WHAT TO DO —
a) From the GitHub deployment excerpt, reproduce the passage that begins with the words containing "A senior engineer" and ends with "comprehensive audit logging.".
b) List every step name given in the workflow in the GitHub deployment excerpt.

EXTRACTED TEXT —
A senior engineer implements GitHub Environments with protection rules, uses deployment_status events for orchestration, builds automated rollback mechanisms, and creates comprehensive audit logging.

Step 1: Configure GitHub Environments

# Configure in Repository Settings > Environments

# staging:
#   - No required reviewers
#   - Deployment branches: main

# production:
#   - Required reviewers: 2 from @org/release-managers
#   - Wait timer: 5 minutes
#   - Deployment branches: main only
#   - Environment secrets: PROD_* credentials

Step 2: Multi-Stage Deployment Workflow

name: Deploy

on:
  push:
    branches: [main]
  workflow_dispatch:
    inputs:
      environment:
        description: 'Target environment'
        required: true
        type: choice
        options:
          - staging
          - production
      version:
        description: 'Version to deploy (for rollback)'
        required: false
        type: string

permissions:
  contents: read
  id-token: write
  deployments: write

jobs:
  build:
    runs-on: ubuntu-latest
    outputs:
      image: ${{ steps.build.outputs.image }}
      version: ${{ steps.version.outputs.version }}
    steps:
      - uses: actions/checkout@v4

      - name: Generate version
        id: version
        run: |
          VERSION="${{ inputs.version || github.sha }}"
          echo "version=$VERSION" >> $GITHUB_OUTPUT

      - name: Build and push
        id: build
        run: |
          IMAGE="ghcr.io/${{ github.repository }}:${{ steps.version.outputs.version }}"
          docker build -t $IMAGE .
          docker push $IMAGE
          echo "image=$IMAGE" >> $GITHUB_OUTPUT

  deploy-staging:
    needs: build
    if: github.event_name == 'push' || inputs.environment == 'staging'
    runs-on: ubuntu-latest
    environment:
      name: staging
      url: https://staging.app.example.com

    steps:
      - uses: actions/checkout@v4

      - name: Configure AWS
        uses: aws-actions/configure-aws-credentials@v4
        with:
          role-to-assume: ${{ secrets.AWS_ROLE_ARN }}
          aws-region: us-east-1

      - name: Deploy to staging
        id: deploy
        run: |
          aws eks update-kubeconfig --name staging-cluster
          kubectl set image deployment/app app=${{ needs.build.outputs.image }} -n app
          kubectl rollout status deployment/app -n app --timeout=300s

      - name: Run smoke tests
        run: |
          # Wait for deployment to be ready
          sleep 30
          curl -sf https://staging.app.example.com/health || exit 1
          npm run test:smoke -- --env=staging

      - name: Record deployment
        if: always()

EXTRACTED RECORDS —

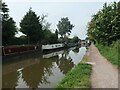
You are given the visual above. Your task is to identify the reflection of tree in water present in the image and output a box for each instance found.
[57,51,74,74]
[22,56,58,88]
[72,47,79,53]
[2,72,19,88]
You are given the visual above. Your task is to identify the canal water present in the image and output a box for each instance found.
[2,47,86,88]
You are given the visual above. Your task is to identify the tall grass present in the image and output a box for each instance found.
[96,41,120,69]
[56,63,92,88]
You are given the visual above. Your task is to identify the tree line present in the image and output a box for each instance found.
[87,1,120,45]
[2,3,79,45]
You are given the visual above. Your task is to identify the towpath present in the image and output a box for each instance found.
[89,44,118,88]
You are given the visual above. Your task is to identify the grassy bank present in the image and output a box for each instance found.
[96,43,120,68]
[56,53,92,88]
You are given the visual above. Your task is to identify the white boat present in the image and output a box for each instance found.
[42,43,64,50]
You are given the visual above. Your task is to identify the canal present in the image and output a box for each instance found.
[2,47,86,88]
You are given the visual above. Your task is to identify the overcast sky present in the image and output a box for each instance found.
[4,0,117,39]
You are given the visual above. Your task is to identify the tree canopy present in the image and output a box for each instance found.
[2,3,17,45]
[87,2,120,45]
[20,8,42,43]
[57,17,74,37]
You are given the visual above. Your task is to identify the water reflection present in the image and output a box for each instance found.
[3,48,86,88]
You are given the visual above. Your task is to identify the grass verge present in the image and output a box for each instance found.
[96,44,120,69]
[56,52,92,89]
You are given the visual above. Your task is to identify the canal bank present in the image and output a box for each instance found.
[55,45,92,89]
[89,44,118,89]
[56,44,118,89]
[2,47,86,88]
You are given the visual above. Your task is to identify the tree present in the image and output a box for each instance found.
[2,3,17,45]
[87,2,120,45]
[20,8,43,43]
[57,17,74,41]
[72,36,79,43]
* * *
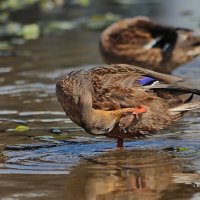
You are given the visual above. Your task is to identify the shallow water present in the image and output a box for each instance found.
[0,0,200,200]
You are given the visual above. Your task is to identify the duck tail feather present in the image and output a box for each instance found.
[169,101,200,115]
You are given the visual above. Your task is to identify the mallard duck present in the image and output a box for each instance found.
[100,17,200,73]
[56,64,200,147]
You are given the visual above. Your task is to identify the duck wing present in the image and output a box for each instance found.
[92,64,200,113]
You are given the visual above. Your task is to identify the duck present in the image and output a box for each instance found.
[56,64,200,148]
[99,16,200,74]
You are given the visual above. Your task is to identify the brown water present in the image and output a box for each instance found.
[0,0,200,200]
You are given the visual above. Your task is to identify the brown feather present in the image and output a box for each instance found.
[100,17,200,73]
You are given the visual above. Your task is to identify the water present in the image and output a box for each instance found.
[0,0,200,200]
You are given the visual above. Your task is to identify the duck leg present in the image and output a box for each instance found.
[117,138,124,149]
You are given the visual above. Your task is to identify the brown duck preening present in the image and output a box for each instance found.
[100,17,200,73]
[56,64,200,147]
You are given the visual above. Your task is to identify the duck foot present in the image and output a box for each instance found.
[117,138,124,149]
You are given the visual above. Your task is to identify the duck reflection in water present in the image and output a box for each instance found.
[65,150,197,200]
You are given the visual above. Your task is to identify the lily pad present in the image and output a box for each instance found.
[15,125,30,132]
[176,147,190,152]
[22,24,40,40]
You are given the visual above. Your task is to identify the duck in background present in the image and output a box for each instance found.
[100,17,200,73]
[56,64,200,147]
==
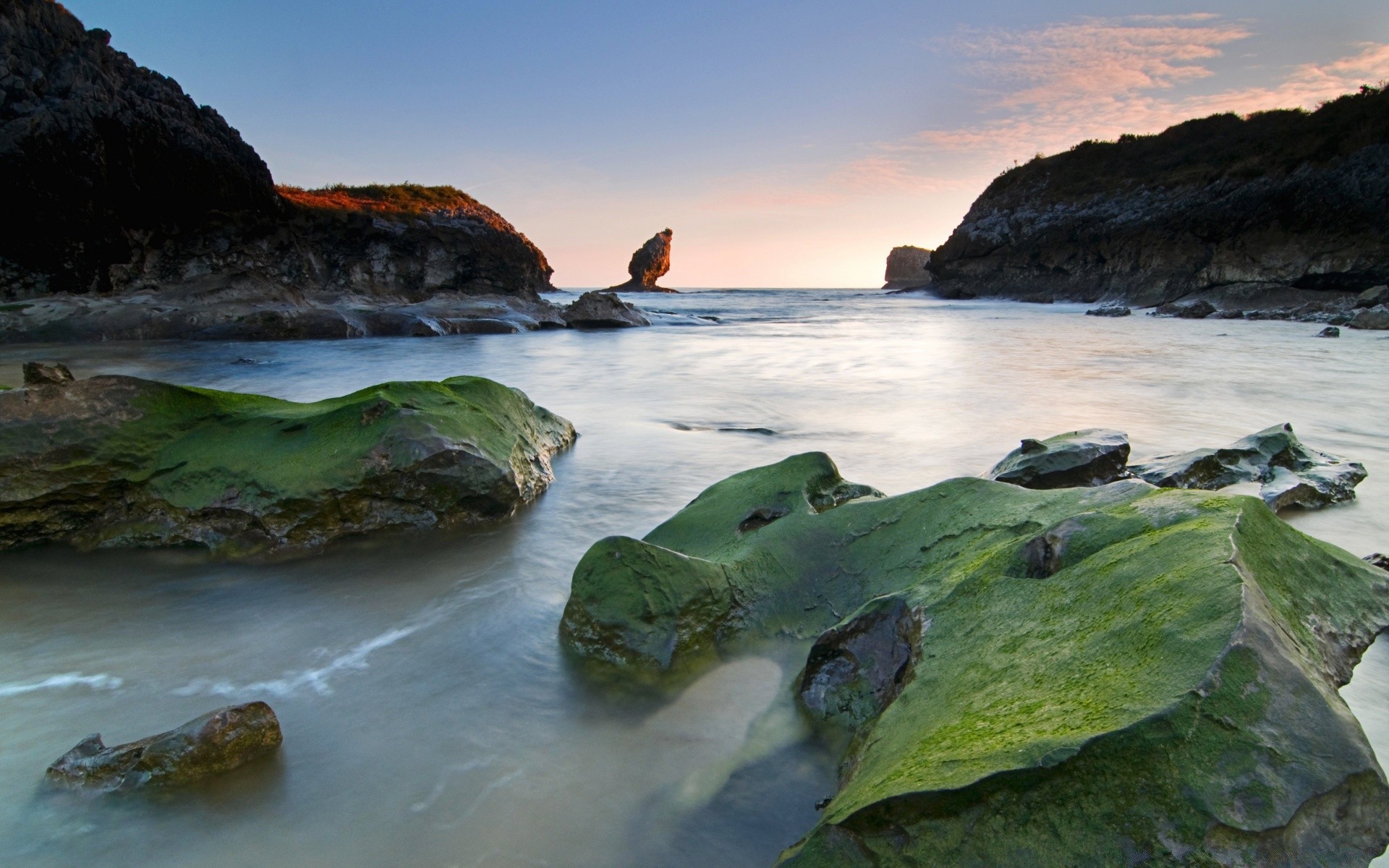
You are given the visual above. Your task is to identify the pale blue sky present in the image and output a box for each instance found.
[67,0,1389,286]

EXERCISE RESULTS —
a)
A senior engineer implements GitHub Environments with protection rules, uses deployment_status events for orchestration, builds automated rollback mechanisms, and creates comprehensive audit logging.

b)
Generate version
Build and push
Configure AWS
Deploy to staging
Run smoke tests
Record deployment